• [To be done]:
In the office action below, retype word for word the passage that begins at the words "DETAILED ACTION" and stops after the words "correction is required.".

DETAILED ACTION
Notice of Pre-AIA or AIA Status
The present application, filed on or after March 16, 2013, is being examined under the first inventor to file provisions of the AIA .
Claim Objections
Claim 5 is objected to because of the following informalities:
Claim 5 is objected to for depending on itself. It appears claim 5 should depend on claim 3.
Appropriate correction is required.
Claim Interpretation
The following is a quotation of 35 U.S.C. 112(f):
(f) Element in Claim for a Combination. – An element in a claim for a combination may be expressed as a means or step for performing a specified function without the recital of structure, material, or acts in support thereof, and such claim shall be construed to cover the corresponding structure, material, or acts described in the specification and equivalents thereof.
The following is a quotation of pre-AIA 35 U.S.C. 112, sixth paragraph:
An element in a claim for a combination may be expressed as a means or step for performing a specified function without the recital of structure, material, or acts in support thereof, and such claim shall be construed to cover the corresponding structure, material, or acts described in the specification and equivalents thereof.
The claims in this application are given their broadest reasonable interpretation using the plain meaning of the claim language in light of the specification as it would be understood by one of ordinary skill in the art. The broadest reasonable interpretation of a claim element (also commonly referred to as a claim limitation) is limited by the description in the specification when 35 U.S.C. 112(f) or pre-AIA 35 U.S.C. 112, sixth paragraph, is invoked.

• [Supplied material]:
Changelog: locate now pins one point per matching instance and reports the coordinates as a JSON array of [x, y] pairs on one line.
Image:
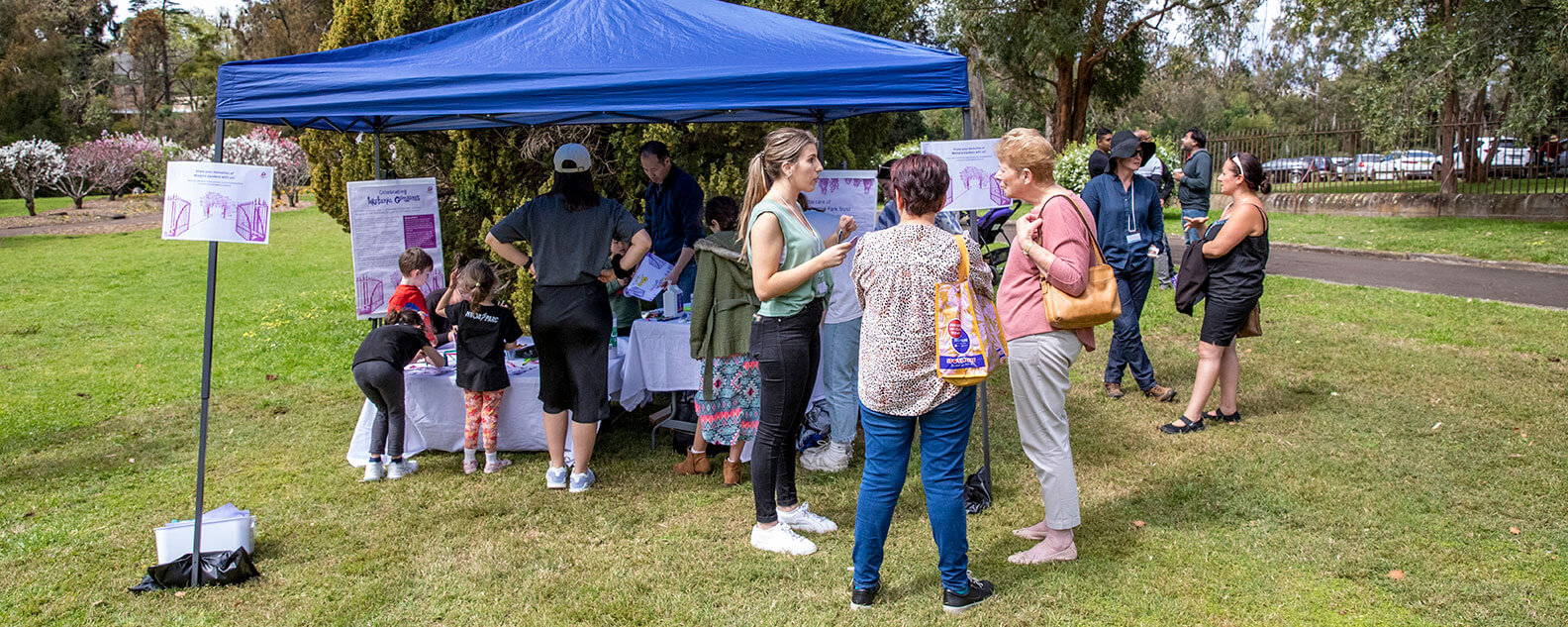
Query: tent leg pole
[[206, 381], [376, 153]]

• [Response for this exercise]:
DETAILED ACTION
Notice of Pre-AIA or AIA Status
The present application, filed on or after March 16, 2013, is being examined under the first inventor to file provisions of the AIA .
Claim Objections
Claim 5 is objected to because of the following informalities:
Claim 5 is objected to for depending on itself. It appears claim 5 should depend on claim 3.
Appropriate correction is required.